__The input__.
________________________
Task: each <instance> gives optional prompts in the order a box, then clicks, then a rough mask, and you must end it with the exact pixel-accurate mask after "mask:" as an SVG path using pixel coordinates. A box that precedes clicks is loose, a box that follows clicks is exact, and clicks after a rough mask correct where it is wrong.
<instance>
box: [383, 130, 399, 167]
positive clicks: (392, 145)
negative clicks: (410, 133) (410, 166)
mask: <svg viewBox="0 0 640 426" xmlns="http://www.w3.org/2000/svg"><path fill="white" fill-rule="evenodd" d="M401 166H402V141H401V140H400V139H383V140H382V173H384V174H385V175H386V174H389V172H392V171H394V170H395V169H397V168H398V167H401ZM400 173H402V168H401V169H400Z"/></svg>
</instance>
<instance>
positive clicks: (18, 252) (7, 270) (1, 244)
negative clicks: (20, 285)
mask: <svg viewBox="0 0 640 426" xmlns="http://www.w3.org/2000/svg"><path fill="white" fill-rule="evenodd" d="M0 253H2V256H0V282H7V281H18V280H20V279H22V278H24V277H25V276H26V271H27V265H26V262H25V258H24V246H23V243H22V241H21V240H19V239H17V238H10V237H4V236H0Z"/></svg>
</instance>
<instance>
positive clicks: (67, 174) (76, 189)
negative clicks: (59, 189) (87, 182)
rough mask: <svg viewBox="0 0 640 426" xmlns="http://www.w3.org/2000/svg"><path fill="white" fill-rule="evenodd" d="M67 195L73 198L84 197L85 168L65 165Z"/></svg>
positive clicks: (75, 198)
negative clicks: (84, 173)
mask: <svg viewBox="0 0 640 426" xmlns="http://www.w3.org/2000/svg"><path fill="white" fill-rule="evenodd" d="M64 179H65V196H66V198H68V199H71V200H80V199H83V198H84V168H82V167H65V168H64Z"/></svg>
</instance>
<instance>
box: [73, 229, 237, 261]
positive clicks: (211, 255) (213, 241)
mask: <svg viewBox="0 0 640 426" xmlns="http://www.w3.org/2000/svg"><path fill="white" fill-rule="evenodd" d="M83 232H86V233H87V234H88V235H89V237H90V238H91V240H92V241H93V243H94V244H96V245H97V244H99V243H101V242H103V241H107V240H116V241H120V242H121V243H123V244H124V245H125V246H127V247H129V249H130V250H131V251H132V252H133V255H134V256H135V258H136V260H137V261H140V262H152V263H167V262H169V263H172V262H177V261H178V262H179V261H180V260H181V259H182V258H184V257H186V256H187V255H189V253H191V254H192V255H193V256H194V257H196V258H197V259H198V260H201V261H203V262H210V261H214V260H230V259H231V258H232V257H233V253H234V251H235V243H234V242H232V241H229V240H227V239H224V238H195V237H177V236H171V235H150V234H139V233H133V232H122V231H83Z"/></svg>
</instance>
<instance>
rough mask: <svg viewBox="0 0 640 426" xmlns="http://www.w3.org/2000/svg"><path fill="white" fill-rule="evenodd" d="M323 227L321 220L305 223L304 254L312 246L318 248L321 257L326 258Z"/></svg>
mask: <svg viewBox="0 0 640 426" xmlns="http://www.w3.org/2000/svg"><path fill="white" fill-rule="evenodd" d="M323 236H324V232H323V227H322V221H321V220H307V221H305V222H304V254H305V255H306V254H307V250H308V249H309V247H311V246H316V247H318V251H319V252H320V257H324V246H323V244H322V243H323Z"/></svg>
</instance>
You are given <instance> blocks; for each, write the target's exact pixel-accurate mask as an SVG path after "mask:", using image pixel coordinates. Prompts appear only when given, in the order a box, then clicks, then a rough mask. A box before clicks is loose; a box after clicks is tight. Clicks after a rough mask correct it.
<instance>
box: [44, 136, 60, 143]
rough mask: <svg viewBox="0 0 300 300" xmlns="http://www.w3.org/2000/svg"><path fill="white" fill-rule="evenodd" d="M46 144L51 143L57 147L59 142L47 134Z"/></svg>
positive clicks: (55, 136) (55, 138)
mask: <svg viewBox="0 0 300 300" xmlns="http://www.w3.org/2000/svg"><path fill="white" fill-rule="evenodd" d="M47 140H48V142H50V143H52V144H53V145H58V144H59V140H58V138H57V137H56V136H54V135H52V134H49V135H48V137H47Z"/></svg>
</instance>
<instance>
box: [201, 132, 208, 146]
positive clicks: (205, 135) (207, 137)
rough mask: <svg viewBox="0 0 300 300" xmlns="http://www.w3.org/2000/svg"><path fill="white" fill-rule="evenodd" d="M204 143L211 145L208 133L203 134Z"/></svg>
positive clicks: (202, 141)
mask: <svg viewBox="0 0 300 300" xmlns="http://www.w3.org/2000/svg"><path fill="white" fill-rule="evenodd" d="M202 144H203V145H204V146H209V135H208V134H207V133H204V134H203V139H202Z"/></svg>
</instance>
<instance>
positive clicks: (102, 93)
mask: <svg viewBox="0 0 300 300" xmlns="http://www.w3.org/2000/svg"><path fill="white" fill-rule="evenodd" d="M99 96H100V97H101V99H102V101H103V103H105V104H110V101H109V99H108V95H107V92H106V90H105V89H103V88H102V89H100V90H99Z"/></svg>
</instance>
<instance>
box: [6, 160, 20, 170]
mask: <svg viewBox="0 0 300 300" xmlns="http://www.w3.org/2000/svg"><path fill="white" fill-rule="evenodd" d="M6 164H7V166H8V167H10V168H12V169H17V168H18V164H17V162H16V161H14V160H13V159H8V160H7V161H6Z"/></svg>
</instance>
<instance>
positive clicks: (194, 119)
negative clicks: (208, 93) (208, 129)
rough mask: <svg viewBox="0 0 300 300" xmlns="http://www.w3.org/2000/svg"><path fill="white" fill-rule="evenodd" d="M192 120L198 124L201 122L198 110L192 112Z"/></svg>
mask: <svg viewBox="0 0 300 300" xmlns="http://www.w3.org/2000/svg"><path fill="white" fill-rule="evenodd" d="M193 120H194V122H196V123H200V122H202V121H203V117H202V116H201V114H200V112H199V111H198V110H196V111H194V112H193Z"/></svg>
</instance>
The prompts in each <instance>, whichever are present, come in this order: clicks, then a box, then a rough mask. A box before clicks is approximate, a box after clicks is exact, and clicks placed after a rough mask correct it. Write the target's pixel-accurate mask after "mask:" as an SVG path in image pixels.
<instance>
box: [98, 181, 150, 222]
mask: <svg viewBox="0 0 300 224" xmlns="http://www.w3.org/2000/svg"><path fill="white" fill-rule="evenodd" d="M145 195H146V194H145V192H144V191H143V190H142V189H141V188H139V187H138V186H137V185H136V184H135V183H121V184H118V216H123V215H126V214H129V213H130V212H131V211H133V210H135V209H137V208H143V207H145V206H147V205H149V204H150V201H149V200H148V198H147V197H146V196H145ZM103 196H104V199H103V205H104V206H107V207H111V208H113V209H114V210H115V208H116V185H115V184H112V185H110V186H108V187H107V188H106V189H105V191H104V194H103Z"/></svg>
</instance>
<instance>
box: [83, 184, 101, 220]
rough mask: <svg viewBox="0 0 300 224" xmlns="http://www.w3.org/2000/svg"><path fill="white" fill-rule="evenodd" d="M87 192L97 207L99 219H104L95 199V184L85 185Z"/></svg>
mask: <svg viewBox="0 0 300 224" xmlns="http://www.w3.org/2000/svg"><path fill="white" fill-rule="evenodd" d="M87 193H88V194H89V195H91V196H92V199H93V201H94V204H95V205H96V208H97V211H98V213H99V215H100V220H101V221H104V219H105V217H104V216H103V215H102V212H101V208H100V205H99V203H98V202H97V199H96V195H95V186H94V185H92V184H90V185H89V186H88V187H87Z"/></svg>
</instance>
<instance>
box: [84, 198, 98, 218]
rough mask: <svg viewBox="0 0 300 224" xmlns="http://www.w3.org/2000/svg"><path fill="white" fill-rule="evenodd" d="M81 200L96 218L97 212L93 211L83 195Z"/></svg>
________________________
__Work task__. Search the data above for the word "before" and show every line that has it.

__Result__.
You are given <instance> blocks; for each, write the target's exact pixel-accurate mask as an SVG path after "mask:", using image pixel coordinates. Prompts appear only when given, in the order a box, then clicks, then a rough mask. A box before clicks is loose; a box after clicks is tight. Clicks after a rough mask correct it.
The prompts in each <instance>, whichever are present, come in this order: clicks, then a box, then a rough mask. A box before clicks is approximate, a box after clicks is exact, and clicks placed after a rough mask correct it. Write the target's pixel-accurate mask after "mask:" as an SVG path in image pixels.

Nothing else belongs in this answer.